─── AVAILABLE RECORDS ───
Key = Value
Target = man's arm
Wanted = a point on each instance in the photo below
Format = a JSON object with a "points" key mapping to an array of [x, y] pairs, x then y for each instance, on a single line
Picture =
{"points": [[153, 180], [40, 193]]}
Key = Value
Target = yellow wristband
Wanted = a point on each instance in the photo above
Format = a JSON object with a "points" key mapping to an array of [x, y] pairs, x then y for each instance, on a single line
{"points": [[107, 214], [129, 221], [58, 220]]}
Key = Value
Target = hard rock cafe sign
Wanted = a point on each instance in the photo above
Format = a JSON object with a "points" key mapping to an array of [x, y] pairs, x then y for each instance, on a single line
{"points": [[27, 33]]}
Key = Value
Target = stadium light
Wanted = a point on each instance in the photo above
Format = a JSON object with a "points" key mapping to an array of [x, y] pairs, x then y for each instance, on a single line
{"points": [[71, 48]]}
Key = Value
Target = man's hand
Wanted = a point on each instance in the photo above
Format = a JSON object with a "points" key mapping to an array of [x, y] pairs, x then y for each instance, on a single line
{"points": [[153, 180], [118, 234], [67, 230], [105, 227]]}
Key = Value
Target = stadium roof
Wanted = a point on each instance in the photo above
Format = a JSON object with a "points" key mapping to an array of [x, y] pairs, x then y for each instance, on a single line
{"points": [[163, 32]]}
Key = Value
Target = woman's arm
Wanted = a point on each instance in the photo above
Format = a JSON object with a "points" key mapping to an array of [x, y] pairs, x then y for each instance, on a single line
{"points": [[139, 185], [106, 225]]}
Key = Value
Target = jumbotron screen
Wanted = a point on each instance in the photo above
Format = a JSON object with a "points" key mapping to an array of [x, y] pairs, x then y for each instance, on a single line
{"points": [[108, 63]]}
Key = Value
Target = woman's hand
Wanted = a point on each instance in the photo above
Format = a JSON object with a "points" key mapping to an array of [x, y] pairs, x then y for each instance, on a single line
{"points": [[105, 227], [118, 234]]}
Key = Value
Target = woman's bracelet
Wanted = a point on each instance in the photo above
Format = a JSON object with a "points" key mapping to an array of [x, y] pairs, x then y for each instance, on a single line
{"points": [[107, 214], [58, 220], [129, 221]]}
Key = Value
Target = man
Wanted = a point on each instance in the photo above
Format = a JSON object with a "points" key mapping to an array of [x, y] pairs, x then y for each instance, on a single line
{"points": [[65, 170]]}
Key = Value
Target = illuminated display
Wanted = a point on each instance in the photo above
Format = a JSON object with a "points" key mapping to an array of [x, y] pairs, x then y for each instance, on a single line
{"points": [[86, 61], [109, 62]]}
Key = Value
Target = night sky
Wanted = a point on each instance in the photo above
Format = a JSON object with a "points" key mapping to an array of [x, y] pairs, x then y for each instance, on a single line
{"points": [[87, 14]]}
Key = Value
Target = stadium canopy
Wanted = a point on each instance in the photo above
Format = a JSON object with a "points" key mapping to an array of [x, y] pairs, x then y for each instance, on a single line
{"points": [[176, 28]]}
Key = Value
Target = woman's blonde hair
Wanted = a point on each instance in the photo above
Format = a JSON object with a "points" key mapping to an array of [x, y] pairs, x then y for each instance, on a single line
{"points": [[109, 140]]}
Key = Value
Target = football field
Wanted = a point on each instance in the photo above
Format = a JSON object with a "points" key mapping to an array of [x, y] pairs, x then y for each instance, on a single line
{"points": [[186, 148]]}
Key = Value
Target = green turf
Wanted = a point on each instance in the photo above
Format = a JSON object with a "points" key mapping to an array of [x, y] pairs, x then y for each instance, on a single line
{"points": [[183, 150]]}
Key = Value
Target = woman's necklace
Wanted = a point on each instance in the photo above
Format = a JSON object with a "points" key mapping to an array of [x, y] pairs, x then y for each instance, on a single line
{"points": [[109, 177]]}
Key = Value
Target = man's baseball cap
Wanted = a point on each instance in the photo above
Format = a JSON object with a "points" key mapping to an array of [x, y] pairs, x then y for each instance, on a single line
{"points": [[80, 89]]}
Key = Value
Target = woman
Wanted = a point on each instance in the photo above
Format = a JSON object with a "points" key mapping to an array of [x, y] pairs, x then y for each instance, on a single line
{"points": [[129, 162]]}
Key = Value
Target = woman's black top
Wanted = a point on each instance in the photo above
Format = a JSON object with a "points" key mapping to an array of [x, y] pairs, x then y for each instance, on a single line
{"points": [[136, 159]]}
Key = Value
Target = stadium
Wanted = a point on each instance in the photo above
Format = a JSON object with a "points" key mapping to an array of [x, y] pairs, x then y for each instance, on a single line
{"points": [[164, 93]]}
───
─── AVAILABLE RECORDS ───
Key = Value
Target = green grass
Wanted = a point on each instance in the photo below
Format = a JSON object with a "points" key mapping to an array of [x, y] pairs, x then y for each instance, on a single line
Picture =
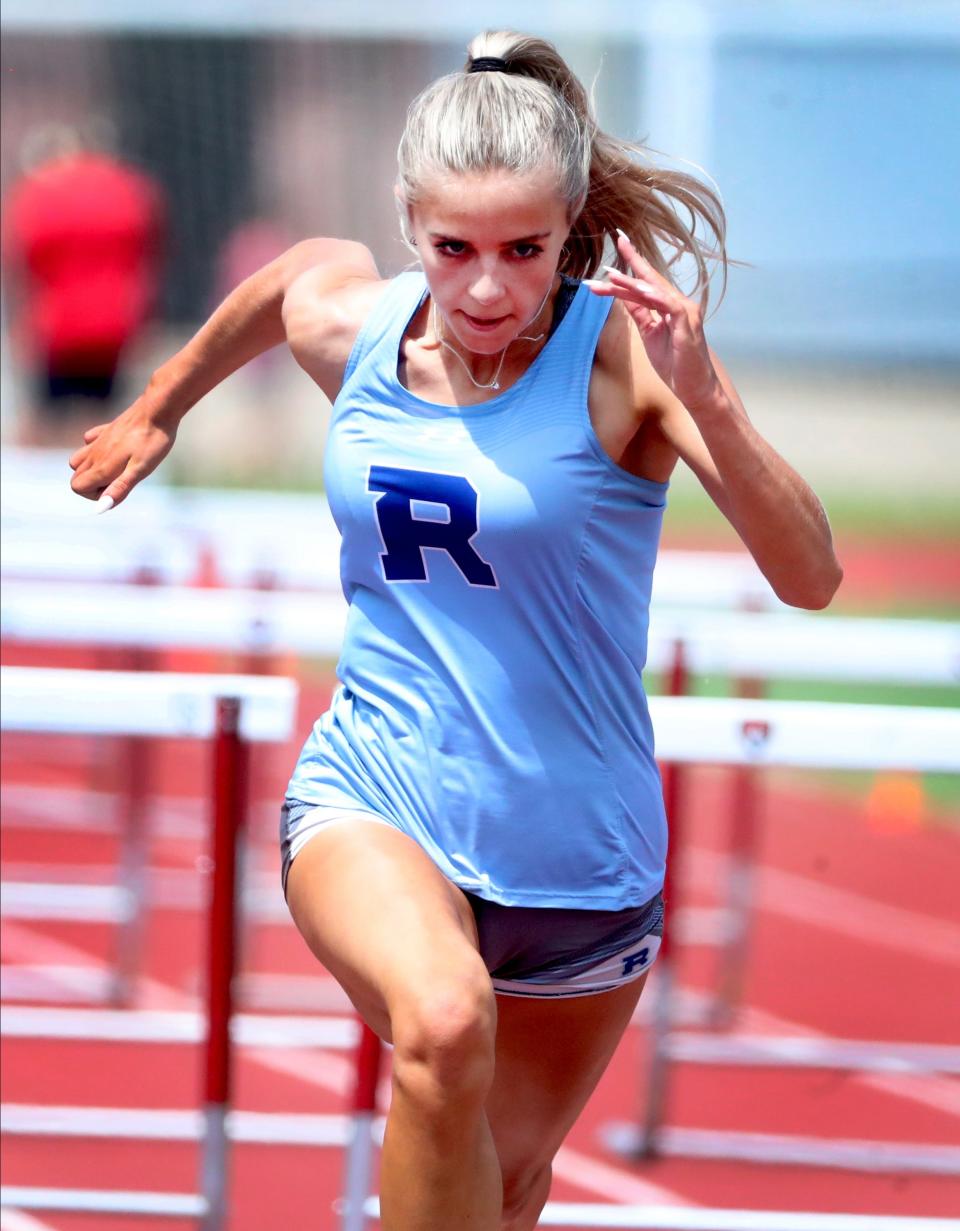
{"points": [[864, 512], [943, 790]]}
───
─── AVAILABLE RECORDS ───
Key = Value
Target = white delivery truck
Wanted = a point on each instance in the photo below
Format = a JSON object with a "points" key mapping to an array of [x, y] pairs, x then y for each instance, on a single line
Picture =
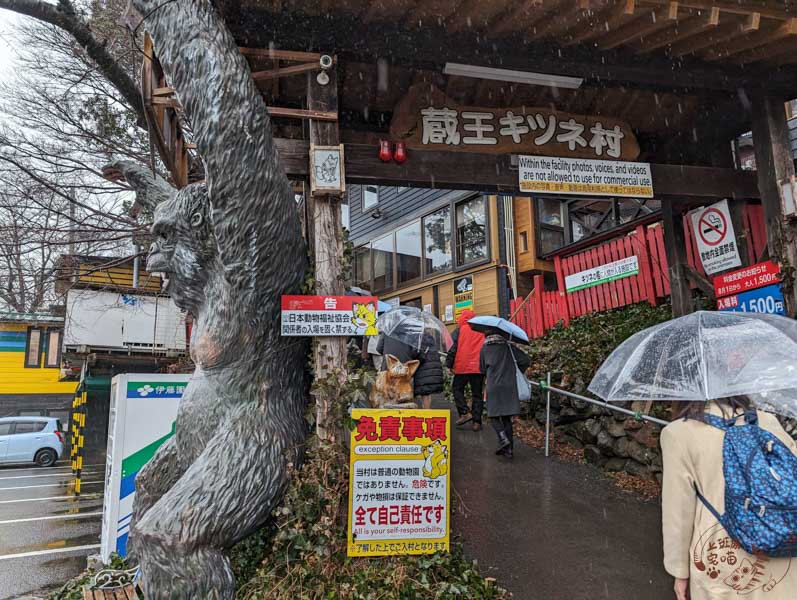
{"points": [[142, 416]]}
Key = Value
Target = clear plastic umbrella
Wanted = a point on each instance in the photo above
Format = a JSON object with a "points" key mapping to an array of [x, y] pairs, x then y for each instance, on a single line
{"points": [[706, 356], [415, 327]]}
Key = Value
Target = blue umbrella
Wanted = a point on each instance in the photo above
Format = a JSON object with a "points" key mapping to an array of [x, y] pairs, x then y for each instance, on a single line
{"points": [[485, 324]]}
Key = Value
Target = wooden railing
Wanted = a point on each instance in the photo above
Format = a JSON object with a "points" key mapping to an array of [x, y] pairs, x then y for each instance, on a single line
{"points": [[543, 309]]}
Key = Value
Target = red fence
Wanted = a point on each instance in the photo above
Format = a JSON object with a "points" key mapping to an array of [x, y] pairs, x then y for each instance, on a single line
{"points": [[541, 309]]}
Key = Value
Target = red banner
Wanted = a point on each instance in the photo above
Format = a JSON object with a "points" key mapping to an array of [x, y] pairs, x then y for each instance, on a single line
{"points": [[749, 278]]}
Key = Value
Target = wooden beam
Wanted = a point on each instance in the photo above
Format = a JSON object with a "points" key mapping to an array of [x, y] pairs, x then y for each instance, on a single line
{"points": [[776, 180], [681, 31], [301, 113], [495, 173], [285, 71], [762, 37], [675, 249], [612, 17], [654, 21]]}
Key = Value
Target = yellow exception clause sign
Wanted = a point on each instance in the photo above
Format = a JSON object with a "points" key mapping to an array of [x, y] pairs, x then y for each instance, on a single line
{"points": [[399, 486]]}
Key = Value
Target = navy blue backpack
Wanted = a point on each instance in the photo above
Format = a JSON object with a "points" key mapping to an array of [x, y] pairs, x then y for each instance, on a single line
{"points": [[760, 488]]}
───
Pick out each line in the material above that contains the word "green", and copy those lines.

Target = green turf
Target = green grass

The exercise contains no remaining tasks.